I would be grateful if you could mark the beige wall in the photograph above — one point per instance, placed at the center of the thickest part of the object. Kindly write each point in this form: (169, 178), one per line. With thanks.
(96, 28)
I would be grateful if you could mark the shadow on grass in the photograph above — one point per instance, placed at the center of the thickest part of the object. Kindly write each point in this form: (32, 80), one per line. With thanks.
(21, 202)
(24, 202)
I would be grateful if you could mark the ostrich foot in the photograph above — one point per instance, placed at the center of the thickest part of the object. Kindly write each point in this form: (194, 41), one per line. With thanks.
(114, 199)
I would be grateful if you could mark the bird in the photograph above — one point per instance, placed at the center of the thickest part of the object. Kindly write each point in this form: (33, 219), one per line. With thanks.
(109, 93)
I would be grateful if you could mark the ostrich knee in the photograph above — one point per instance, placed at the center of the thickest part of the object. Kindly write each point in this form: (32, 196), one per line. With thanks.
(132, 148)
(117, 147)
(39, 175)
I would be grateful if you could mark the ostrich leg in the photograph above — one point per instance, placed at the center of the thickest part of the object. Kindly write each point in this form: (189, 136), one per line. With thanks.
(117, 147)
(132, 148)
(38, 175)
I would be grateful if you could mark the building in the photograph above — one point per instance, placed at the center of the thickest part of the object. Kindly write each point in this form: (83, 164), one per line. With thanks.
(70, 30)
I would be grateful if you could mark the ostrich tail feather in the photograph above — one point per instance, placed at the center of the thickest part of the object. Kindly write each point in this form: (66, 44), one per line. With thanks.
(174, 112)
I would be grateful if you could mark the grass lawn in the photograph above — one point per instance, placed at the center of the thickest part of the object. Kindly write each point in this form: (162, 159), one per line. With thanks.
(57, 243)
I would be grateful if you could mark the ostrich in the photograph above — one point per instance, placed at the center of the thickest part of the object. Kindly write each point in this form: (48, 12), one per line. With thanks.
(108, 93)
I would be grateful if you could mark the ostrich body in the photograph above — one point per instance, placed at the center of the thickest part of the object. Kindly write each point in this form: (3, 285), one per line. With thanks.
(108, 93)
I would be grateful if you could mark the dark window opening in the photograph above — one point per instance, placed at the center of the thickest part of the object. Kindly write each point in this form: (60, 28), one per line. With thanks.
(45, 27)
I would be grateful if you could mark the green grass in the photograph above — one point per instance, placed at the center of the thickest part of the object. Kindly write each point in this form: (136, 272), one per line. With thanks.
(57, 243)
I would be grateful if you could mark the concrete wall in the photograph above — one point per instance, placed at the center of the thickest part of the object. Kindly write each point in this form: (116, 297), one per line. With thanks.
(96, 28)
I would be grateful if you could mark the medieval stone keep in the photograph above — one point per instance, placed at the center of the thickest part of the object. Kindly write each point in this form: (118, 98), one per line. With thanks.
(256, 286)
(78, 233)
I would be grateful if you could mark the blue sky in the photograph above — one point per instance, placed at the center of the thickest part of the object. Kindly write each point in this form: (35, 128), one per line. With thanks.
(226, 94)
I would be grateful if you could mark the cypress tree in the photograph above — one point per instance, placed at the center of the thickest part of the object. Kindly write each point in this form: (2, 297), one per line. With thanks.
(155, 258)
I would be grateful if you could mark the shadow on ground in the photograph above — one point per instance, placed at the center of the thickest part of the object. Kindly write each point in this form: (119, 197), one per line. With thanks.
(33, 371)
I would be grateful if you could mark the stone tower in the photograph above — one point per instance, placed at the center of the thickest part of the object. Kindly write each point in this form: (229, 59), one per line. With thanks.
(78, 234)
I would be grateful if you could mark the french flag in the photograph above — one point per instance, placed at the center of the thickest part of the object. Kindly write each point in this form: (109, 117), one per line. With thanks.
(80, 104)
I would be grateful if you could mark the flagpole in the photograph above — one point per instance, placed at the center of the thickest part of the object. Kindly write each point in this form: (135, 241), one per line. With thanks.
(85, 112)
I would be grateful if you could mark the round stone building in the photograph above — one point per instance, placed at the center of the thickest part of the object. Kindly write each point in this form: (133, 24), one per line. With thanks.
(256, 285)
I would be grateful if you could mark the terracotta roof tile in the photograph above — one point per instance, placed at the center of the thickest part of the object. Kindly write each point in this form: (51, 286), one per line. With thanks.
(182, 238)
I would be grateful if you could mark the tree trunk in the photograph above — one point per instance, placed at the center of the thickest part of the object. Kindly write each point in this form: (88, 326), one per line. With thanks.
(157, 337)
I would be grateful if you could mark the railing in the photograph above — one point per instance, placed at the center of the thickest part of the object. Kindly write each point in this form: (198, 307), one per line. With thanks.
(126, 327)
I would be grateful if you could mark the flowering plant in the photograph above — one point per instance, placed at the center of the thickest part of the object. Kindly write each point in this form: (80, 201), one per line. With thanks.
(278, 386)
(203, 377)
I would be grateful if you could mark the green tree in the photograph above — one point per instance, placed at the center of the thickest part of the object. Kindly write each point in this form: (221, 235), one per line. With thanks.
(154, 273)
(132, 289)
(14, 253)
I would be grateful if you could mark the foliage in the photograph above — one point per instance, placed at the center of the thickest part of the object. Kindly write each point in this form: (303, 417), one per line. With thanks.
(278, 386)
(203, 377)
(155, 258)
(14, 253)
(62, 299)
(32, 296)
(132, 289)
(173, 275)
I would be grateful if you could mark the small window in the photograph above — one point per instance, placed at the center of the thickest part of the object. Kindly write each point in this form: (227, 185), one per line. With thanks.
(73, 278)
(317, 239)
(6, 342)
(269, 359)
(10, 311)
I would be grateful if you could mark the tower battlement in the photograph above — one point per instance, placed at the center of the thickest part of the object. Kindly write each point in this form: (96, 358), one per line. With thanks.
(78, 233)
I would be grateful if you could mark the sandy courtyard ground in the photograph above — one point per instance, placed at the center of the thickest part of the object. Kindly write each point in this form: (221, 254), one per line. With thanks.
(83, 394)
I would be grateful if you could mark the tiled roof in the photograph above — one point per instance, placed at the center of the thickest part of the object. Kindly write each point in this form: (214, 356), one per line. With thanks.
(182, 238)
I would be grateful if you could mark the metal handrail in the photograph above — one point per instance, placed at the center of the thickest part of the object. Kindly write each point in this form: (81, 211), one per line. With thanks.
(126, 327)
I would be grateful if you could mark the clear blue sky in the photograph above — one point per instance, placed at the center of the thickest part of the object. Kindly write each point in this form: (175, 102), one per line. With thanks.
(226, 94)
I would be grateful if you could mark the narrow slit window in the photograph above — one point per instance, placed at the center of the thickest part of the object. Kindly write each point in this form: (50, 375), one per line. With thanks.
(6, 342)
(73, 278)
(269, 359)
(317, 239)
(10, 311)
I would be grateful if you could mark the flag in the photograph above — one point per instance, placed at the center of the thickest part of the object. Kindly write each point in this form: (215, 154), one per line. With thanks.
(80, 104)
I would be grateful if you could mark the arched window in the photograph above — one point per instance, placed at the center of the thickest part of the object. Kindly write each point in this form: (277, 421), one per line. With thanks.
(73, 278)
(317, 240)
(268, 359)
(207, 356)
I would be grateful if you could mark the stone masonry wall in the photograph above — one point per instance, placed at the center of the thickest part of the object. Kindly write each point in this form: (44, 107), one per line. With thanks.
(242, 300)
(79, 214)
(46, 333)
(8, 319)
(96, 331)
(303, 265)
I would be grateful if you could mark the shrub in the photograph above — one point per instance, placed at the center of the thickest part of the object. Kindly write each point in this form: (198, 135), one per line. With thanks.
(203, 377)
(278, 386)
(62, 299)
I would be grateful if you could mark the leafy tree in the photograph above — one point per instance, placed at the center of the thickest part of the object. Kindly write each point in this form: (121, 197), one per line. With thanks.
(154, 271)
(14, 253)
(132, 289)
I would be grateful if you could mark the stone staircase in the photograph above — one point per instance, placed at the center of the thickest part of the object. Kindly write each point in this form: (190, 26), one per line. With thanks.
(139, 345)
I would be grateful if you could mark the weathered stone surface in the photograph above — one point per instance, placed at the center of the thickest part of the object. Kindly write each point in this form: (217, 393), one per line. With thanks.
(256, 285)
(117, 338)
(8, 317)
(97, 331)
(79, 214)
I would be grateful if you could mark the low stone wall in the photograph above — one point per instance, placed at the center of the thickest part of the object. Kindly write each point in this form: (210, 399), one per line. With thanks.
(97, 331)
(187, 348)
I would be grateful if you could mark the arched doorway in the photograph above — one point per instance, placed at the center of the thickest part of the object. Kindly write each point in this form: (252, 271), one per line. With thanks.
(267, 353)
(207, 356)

++++++

• What you will do: In the records above, locate the line that contains "I would be grateful if you could mark the weathered". Repeat it and every line after it, exactly, and nothing else.

• Task answer:
I would be grateful if you could mark the weathered stone surface in the photograph above — one point per instance, placed at the center of the thickest part of the object. Kindly write each point in this form: (217, 393), one per line. With thanks.
(256, 285)
(117, 338)
(8, 317)
(97, 331)
(79, 214)
I would be grateful if you could mark the low stone wall in the photograph above — one point per instance, placed at the center of the thickest part of the object. Kindly write each point in this form: (210, 399), one per line. With thanks.
(97, 331)
(187, 348)
I would be grateful if you could mark the arched doorway in the photograph above — one point per instance, placed at the center of the thickest part of the object. Kindly write each point in this form: (252, 271), one per line. With thanks.
(267, 353)
(207, 356)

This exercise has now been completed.